TEXT SEGMENT —

[Start of Attachment]

An emergency delivery in a Mulranny GP’s surgery once again puts lack of ambulances at new base in spotlight
LIFESAVERS?Dr Jerry Cowley and his daughter Dr Caroline Cowley Ó FaolΡin, with newborn baby Amaya Gallagher Floody, who they delivered in Mulranny on Friday night.
Dr Cowley saved my baby’s life
Mulranny ambuance base in spotlight once again after emergency delivery
Exclusive
Áine Ryan
SHE may be just three days old, but after an emergency delivery in a Mulranny GP’s surgery, Baby Amaya Gallagher is now at the centre of a campaign to highlight the lack of ambulance services in remote areas of west Mayo. Now back home in Achill with her doting parents, Elaine Gallagher and Trevor Floody, and nine-year-old brother Caoilean, the story of Baby Amaya’s dramatic birth could have been very different but for the intervention of Dr Jerry Cowley.

[End of Attachment]

PROBLEMS TO WORK ON —
A. Retype the portion of the article on Baby Amaya's birth from "An emergency delivery in a Mulranny GP’s surgery once" to "on Friday night.".
B. Why, according to the article on Baby Amaya's birth, has the newborn become the center of a campaign? Answer in one to three sentences.
C. In the article on Baby Amaya's birth, how old is her brother Caoilean?

DATASET RECORDS —

[Start of Attachment]

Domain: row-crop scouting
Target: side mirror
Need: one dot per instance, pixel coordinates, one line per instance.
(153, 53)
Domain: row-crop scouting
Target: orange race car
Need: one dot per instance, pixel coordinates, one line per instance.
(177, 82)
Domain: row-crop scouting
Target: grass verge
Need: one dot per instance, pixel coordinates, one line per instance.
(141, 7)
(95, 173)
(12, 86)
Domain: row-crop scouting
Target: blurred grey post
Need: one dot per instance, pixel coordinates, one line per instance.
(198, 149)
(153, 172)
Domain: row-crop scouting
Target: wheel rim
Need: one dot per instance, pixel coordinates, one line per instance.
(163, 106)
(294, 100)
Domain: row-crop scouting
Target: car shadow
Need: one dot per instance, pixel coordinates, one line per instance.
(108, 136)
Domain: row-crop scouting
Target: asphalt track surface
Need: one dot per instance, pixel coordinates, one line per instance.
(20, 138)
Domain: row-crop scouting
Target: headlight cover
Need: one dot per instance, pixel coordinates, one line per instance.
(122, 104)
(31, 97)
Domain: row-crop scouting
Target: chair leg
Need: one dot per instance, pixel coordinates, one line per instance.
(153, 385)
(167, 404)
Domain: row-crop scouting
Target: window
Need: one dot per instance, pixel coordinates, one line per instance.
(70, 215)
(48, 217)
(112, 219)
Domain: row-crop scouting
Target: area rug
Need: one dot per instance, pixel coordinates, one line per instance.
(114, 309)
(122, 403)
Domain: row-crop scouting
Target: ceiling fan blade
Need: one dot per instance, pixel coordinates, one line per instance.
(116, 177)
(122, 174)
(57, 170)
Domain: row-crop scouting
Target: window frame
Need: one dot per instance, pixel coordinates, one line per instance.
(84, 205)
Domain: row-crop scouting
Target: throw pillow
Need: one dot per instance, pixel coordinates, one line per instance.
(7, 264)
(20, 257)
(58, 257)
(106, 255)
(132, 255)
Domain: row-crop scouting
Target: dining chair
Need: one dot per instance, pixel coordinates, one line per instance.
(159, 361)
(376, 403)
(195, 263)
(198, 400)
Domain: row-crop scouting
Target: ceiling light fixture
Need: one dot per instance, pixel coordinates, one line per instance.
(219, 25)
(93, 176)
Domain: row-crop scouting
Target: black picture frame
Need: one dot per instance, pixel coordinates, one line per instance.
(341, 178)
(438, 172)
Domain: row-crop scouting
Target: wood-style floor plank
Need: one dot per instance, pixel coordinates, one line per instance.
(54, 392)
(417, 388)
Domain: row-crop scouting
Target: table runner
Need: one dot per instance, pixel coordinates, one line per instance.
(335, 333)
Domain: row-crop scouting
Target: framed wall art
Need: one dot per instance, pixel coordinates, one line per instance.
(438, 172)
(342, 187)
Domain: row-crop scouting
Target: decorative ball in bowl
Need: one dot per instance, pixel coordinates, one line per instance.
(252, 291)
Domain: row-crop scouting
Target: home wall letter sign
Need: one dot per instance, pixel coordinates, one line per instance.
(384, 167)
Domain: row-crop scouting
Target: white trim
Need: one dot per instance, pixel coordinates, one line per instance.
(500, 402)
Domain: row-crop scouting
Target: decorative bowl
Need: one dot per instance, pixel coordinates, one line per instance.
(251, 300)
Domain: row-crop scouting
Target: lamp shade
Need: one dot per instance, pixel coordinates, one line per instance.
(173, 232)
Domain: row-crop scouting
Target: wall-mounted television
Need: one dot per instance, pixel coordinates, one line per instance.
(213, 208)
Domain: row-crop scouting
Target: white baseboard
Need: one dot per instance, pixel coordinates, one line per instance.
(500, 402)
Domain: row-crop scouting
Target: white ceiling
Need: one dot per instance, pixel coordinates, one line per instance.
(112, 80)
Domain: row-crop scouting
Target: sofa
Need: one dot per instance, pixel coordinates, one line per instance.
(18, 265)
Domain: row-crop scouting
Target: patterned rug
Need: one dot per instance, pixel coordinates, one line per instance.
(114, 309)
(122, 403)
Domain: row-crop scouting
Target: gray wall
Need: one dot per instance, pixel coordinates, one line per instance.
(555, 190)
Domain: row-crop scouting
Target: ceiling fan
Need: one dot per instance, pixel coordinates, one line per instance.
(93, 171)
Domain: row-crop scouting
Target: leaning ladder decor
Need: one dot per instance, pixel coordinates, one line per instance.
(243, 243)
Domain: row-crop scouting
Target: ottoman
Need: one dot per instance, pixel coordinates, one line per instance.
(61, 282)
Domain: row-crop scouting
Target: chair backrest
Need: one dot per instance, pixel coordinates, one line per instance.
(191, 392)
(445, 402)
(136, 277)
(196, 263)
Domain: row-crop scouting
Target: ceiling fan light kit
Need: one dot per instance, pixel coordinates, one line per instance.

[End of Attachment]

ANSWERS TO THE PROBLEMS —
A.
An emergency delivery in a Mulranny GP’s surgery once again puts lack of ambulances at new base in spotlight
LIFESAVERS?Dr Jerry Cowley and his daughter Dr Caroline Cowley Ó FaolΡin, with newborn baby Amaya Gallagher Floody, who they delivered in Mulranny on Friday night.

B. Baby Amaya was born in an emergency delivery in a Mulranny GP's surgery. That birth has made her the focus of a campaign to highlight the lack of ambulance services in remote areas of west Mayo.

C. He is nine years old.